● Records for the exercise:
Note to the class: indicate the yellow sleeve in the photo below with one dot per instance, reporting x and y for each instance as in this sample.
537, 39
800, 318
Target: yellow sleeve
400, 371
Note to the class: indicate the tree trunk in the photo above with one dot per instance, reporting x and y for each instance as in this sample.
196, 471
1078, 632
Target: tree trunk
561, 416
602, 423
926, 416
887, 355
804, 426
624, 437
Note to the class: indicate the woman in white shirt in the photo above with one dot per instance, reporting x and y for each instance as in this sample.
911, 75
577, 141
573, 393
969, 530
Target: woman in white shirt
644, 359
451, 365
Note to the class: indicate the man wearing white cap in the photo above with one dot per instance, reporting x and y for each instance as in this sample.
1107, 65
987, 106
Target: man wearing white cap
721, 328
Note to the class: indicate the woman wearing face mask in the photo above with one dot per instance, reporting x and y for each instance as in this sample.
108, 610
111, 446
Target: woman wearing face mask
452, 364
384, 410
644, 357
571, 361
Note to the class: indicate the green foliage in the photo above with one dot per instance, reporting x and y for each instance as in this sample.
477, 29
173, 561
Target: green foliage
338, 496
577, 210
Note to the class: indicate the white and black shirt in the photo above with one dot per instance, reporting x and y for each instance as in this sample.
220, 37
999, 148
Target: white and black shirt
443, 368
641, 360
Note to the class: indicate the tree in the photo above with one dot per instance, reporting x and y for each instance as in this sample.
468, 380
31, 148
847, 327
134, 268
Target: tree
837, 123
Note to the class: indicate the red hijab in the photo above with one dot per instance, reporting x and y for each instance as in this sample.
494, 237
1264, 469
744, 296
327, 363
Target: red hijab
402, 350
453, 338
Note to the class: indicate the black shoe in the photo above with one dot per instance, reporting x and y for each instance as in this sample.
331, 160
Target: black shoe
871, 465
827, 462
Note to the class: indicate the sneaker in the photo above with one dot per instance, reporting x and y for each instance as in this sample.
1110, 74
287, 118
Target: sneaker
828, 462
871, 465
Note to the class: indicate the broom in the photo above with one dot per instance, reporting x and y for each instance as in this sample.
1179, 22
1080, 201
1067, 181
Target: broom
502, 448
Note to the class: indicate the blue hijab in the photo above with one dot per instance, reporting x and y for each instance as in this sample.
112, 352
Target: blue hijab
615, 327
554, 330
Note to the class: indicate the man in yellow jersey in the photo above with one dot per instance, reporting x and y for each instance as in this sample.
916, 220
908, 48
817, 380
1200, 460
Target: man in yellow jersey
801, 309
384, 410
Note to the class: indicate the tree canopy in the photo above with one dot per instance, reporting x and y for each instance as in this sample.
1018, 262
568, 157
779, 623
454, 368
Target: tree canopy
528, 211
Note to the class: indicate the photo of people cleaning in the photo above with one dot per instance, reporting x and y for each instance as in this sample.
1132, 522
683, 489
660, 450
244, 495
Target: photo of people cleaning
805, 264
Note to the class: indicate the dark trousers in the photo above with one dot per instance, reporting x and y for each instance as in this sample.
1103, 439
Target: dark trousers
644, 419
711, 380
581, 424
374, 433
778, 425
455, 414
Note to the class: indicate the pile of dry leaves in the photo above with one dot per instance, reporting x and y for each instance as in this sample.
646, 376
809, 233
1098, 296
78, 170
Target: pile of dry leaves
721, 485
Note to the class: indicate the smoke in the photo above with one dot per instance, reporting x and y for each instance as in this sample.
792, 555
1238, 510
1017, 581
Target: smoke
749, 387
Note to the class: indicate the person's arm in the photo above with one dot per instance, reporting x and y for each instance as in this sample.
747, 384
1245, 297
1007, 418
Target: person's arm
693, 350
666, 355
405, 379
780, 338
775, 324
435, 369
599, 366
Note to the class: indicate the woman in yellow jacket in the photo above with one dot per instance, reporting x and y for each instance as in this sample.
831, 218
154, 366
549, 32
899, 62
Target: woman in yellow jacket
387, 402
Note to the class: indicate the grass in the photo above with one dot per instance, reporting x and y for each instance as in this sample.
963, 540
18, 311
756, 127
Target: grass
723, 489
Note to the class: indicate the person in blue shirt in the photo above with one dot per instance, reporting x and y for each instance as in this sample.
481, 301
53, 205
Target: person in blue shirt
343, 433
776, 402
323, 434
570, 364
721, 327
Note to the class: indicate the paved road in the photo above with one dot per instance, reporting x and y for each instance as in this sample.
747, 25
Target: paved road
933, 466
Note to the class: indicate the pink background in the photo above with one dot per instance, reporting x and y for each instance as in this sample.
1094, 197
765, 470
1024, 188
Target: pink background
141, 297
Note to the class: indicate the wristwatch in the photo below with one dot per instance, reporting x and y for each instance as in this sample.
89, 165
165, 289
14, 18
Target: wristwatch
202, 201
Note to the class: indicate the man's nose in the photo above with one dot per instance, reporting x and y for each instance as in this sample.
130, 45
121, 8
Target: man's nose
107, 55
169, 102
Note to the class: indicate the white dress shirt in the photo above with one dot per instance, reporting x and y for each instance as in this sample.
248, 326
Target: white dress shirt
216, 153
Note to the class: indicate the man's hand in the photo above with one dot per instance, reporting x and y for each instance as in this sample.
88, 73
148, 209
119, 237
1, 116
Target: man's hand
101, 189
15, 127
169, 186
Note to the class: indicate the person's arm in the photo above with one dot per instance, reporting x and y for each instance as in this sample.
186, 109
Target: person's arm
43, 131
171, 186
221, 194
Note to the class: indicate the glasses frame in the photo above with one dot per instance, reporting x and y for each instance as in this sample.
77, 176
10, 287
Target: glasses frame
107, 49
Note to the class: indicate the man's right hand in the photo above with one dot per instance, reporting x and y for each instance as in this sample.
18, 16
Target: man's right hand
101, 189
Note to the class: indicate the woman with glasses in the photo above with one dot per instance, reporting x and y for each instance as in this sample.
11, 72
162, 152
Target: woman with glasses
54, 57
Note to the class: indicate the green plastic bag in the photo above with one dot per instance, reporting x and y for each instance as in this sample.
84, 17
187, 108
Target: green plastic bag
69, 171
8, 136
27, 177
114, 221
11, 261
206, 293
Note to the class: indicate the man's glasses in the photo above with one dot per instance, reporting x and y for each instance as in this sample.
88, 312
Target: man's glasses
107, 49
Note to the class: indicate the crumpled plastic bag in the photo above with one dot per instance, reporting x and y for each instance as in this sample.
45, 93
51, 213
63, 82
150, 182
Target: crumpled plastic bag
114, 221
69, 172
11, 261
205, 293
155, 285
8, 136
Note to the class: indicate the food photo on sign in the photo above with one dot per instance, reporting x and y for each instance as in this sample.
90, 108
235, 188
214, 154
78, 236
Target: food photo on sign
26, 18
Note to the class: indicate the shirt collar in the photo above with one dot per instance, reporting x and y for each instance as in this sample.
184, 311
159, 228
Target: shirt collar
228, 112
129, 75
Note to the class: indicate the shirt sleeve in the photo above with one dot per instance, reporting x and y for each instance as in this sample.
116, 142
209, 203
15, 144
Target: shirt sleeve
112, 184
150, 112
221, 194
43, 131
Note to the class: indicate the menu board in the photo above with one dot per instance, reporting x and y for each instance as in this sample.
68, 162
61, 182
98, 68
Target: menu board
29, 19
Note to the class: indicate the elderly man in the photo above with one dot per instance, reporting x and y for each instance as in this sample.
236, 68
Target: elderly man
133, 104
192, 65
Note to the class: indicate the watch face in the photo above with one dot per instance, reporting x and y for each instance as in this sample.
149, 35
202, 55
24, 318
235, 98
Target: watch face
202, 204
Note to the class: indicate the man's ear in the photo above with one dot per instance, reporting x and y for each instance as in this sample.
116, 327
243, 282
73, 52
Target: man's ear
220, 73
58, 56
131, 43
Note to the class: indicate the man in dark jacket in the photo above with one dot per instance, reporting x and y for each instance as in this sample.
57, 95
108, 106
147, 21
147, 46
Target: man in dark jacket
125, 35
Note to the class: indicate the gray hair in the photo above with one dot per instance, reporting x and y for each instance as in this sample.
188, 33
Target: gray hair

● Instructions for the task:
Everything from the line containing "Target: menu board" through the last line of the records must be given again exactly; leave out all other lines.

● Exercise result:
Target: menu board
29, 19
Note to the class: indicate the elderly man in the photo above with one dot per instance, reporting x and y for each instance as in this sample.
236, 68
Target: elderly man
133, 104
192, 65
Note to the class: indicate the watch face in the photo above with one dot per instance, reporting x and y for each instance as in this sample.
149, 35
202, 55
24, 318
235, 98
Target: watch face
202, 204
Note to the class: indicate the man's ear in the photo above with one dot per instance, reporting x and y for each instance as in this sample.
116, 327
243, 282
73, 52
Target: man's ear
220, 73
58, 56
131, 43
Note to the class: indicate the man in dark jacket in the photo above with one dot per instance, reporting x and y for each instance as in this sample.
57, 95
108, 106
147, 21
147, 46
Target: man in dark jacket
125, 35
Note to the class: indicate the gray hair in the photo above with one dot per instance, reporting x and y for each instance as in this sample.
188, 33
Target: gray hair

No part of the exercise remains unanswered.